Written request: Pick out and copy every line below that contains the word "flag".

Data shown:
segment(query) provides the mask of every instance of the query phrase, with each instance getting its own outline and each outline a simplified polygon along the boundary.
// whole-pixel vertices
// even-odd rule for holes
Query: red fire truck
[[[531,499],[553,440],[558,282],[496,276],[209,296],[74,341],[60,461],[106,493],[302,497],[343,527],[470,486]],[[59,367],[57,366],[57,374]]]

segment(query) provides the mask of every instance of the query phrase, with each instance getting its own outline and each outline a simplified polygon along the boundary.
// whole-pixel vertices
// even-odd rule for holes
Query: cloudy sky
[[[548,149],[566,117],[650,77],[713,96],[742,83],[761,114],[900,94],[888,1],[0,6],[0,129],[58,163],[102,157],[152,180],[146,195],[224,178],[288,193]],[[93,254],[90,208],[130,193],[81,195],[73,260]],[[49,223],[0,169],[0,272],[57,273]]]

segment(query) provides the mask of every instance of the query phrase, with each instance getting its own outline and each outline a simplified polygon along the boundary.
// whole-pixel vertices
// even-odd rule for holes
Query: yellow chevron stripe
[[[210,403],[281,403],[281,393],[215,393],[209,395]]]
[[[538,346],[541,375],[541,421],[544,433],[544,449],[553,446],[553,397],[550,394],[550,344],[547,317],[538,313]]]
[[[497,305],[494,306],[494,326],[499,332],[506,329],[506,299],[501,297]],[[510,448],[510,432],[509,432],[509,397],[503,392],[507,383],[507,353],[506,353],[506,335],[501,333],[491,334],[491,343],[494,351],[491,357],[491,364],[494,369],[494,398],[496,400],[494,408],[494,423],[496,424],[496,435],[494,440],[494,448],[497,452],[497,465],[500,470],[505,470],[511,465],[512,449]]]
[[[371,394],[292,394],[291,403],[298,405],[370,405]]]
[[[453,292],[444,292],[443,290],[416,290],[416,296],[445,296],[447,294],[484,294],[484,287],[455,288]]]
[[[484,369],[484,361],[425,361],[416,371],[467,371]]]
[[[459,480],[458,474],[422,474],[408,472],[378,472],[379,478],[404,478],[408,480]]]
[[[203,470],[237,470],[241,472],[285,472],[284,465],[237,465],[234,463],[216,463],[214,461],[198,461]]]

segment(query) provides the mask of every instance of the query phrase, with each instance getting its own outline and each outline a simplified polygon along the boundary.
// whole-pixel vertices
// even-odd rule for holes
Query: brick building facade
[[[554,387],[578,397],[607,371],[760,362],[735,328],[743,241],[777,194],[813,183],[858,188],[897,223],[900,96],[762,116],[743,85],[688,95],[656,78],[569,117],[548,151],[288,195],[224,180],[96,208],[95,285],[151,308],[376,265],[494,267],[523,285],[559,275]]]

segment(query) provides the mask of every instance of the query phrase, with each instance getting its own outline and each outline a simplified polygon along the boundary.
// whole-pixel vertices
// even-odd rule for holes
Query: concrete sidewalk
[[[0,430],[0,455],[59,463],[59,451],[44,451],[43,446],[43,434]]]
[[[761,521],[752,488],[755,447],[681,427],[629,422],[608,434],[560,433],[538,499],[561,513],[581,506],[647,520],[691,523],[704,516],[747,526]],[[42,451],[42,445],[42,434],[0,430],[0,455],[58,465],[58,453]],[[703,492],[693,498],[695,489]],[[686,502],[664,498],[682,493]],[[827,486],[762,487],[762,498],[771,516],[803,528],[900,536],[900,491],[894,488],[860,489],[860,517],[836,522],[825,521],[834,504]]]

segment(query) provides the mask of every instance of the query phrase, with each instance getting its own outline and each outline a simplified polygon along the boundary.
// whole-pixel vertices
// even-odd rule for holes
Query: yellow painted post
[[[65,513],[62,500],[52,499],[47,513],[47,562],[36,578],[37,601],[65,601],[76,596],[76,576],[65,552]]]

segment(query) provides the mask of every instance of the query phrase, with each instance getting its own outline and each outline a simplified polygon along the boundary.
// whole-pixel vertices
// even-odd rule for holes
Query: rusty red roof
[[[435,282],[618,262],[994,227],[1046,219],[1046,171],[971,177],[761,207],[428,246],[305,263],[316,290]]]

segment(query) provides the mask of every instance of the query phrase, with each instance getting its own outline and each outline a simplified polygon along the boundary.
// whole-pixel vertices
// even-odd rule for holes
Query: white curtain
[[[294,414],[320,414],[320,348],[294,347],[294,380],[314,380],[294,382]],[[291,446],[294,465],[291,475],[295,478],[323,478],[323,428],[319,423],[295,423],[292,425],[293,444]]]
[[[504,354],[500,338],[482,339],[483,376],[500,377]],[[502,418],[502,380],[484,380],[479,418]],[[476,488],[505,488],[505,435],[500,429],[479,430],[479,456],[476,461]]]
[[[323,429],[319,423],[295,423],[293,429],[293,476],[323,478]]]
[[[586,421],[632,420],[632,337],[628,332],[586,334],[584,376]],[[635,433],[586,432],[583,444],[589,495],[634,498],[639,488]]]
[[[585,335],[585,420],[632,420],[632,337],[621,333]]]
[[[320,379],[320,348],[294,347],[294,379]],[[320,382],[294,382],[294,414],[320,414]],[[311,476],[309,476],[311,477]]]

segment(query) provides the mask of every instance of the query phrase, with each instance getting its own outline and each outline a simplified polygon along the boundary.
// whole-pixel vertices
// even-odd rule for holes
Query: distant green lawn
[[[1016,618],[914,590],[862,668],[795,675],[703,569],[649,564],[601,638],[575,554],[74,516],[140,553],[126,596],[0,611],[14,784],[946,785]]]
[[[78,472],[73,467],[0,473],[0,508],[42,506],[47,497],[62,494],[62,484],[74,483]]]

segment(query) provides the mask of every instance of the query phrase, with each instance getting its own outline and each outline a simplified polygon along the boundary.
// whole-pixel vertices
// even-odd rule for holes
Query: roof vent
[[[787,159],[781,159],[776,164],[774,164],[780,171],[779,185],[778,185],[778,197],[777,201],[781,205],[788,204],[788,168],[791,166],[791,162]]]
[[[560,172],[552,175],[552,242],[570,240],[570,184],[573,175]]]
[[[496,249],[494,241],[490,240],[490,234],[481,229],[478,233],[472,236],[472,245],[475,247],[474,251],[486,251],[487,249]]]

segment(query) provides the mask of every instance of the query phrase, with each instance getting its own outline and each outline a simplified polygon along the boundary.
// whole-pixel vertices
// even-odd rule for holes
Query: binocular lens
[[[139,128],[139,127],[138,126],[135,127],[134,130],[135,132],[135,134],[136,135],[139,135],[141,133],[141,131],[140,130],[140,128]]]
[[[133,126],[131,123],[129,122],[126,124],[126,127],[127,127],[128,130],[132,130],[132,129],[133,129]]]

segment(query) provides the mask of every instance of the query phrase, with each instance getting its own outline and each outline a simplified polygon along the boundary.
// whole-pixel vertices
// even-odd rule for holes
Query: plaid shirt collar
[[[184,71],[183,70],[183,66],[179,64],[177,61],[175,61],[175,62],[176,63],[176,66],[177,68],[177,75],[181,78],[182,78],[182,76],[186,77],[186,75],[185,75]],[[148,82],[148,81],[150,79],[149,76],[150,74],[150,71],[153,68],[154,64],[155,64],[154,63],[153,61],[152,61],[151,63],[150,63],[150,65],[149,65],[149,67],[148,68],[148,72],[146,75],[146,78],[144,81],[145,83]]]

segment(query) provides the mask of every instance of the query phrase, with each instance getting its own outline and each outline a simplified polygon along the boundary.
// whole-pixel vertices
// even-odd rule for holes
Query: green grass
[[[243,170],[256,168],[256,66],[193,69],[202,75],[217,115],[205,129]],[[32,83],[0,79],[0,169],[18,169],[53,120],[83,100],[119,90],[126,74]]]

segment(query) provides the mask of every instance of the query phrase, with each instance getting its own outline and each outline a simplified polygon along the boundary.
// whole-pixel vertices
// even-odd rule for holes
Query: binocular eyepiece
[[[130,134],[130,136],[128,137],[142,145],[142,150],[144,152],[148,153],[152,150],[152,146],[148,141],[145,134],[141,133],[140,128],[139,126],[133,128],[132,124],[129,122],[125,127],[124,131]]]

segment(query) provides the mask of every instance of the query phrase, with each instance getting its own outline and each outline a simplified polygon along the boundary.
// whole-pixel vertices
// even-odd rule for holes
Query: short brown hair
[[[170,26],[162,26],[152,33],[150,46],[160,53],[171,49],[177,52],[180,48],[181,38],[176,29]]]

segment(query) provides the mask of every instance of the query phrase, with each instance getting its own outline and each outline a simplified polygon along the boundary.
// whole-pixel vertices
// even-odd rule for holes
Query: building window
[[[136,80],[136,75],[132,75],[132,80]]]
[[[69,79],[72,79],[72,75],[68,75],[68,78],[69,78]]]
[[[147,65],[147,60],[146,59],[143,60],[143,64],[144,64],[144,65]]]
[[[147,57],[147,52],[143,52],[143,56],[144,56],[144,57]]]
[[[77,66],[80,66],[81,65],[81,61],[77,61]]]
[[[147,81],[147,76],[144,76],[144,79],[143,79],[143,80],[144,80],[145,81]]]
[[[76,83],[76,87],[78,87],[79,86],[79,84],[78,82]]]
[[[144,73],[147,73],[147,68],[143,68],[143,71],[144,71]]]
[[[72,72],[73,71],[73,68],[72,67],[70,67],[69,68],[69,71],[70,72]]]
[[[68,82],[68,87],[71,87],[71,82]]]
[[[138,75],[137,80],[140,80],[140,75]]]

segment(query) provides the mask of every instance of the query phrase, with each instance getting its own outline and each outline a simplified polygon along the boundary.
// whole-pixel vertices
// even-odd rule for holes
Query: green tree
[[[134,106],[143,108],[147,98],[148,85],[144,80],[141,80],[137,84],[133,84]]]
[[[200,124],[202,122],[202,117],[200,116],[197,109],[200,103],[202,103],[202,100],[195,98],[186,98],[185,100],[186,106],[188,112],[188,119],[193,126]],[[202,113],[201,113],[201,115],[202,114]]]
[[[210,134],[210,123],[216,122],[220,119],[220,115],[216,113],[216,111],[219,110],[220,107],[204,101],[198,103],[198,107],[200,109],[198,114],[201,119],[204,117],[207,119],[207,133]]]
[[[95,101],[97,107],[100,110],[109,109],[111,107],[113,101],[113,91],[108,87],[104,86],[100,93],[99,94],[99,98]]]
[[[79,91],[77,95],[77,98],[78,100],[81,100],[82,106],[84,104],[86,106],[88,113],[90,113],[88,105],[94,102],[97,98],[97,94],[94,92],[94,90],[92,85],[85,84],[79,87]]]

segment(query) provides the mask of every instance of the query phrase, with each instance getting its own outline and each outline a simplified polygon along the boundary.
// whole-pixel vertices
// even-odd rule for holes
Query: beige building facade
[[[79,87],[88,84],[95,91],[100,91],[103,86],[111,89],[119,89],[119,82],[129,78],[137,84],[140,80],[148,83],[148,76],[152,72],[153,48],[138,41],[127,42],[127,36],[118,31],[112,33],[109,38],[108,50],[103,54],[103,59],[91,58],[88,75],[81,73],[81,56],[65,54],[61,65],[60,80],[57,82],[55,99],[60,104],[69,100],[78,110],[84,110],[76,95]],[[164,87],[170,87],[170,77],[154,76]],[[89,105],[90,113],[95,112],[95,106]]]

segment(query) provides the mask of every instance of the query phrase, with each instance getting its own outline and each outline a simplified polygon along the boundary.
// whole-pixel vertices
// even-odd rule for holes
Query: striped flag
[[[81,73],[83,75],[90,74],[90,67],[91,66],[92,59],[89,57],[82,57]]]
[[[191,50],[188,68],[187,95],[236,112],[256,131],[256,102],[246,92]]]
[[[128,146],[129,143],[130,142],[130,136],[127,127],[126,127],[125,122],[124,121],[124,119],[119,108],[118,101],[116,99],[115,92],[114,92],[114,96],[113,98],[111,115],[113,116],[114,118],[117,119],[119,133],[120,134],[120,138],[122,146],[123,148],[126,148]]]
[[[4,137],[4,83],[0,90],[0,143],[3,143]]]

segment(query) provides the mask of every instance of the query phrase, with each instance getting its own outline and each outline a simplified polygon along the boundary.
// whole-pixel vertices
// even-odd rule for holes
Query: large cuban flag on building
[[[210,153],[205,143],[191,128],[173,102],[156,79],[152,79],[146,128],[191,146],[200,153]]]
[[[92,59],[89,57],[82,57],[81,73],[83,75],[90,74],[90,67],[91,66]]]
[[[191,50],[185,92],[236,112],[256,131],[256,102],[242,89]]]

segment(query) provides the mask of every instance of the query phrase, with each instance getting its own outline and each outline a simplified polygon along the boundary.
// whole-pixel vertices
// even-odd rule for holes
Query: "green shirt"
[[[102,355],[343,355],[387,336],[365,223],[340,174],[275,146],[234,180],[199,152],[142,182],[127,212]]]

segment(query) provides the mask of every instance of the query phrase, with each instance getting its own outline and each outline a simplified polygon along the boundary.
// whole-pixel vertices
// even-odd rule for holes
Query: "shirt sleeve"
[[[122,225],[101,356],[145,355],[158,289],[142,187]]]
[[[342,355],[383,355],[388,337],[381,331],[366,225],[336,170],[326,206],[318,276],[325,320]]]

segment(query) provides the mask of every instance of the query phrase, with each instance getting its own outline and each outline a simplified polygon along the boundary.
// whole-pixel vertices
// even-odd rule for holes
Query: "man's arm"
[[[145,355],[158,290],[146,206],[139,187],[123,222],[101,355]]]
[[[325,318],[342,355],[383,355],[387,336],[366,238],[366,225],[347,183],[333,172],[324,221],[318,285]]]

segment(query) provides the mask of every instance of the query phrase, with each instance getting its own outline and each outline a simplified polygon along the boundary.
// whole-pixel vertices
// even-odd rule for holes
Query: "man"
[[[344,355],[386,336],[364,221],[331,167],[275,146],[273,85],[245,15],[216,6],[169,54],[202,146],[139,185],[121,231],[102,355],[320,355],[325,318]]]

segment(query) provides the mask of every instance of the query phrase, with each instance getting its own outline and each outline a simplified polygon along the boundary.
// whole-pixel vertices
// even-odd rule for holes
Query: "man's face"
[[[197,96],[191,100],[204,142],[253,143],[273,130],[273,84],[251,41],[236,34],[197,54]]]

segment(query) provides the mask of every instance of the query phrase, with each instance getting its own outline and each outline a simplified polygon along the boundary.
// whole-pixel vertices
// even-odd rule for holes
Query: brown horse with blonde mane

Reply:
Query: striped flag
Query: large cuban flag on building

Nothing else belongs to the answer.